Directives
1. From the review of Finbar Furey's album, list the classic hits he performs on the DVD concert filmed at Vicar St, Dublin.
2. Extract the passage of the Finbar Furey album review that runs from "Don’t Stop This Now is" up to and including "Fields Of France’.".
3. Continue the Finbar Furey album review from the point where it stops.

Finbar Furey’s new album, Don’t Stop This Now, is a repackaging of Paddy Dear with new songs and the addition of a DVD recorded at Vicar Street, Dublin.
Finbar is 71 now. Initially known as a champion piper he performed as a backing musician with The Clancy Brothers, later forming The Fureys with his brothers. As a songwriter he expresses a love of Ireland and its people and the opener, ‘Sweet Liberty Of Life’ seems particularly apposite as worries about the Good Friday Agreement are high on the news agenda. ‘Annabelle’ is about a character his mother knew in the 1950s, a strange woman who denied the existence of God – very radical at the time. He switches to banjo for ‘We Built A Home’, a song about the famine. There are harsh words here somewhat modified by Finbar’s voice, roughened by age but still with sweet overtones.
‘The Galway Shawl’ is the only traditional song here although Finbar has pinched a traditional tune for ‘I Remember You Singing This Song Ma’. On paper, ‘The Galway Shawl’ is an appallingly sentimental song but it has great appeal and a lovely tune. Finbar’s delivery gives it an edge of realism: for once I can believe the story it tells. As it reached its end I imagined Finbar laying aside his instrument to the applause of the audience in a session.
‘Co-Exist’ sounds like something Davey Graham might have written, with a long banjo introduction and hand percussion giving it that familiar raga feel. ‘The Taxi’s Waiting’ and ‘Hail Rain Or Snow’ both feature Finbar’s daughter, Áine. The first is a song of parting and the second one of homecoming – a nice pairing. Sentiment is to the fore again in ‘Michael Power’, the story of a sailor about to die in a shipwreck, and in ‘Paddy Dear’.
Don’t Stop This Now is a compelling album. Finbar’s voice guitar, whistle, pipes and banjo combine to sweep you along through his changing moods and vistas all wrapped up with a pipe lament.
Irish folk legend Finbar Furey has announced the UK release of his new album Don’t Stop This Now as March 30th 2018 on BMG UK. The album was originally released in Ireland as Paddy Dear, and has been repackaged for the UK to include new tracks and a DVD live concert filmed at Vicar St, Dublin in May 2017, where Finbar performs classic hits such as ‘When You Were Sweet Sixteen’, ‘The Lonesome Boatman’ and ‘The Green Fields Of France’.

Provided material
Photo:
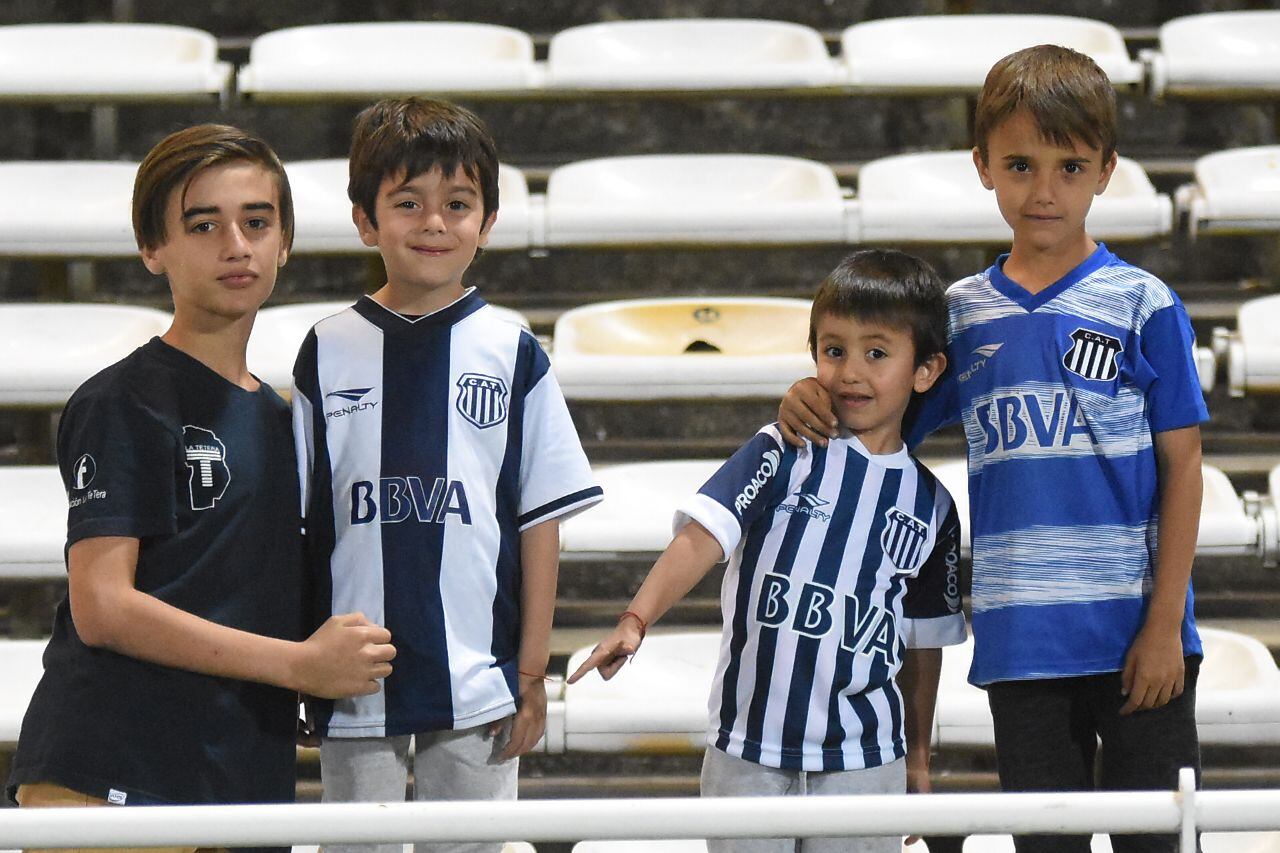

Results of the exercise
1.
'When You Were Sweet Sixteen'
'The Lonesome Boatman'
'The Green Fields Of France'

2.
Don’t Stop This Now is a compelling album. Finbar’s voice guitar, whistle, pipes and banjo combine to sweep you along through his changing moods and vistas all wrapped up with a pipe lament.
Irish folk legend Finbar Furey has announced the UK release of his new album Don’t Stop This Now as March 30th 2018 on BMG UK. The album was originally released in Ireland as Paddy Dear, and has been repackaged for the UK to include new tracks and a DVD live concert filmed at Vicar St, Dublin in May 2017, where Finbar performs classic hits such as ‘When You Were Sweet Sixteen’, ‘The Lonesome Boatman’ and ‘The Green Fields Of France’.

3.
Multi-instrumentalist, composer, songwriter, storyteller and actor, Finbar is truly a Renaissance Man. Celebrated around the world as one of the great folk icons, Finbar’s playing was recognised by John Peel when in 1972, he and his brother Eddie were awarded Single of The Year for the original sound of the pipes and the whistles. At the forefront of musical change, Finbar’s successful career and extensive touring introduced a whole new audience to his music and instruments, and he advocated for changes to allow pipes to become more accessible to young musicians.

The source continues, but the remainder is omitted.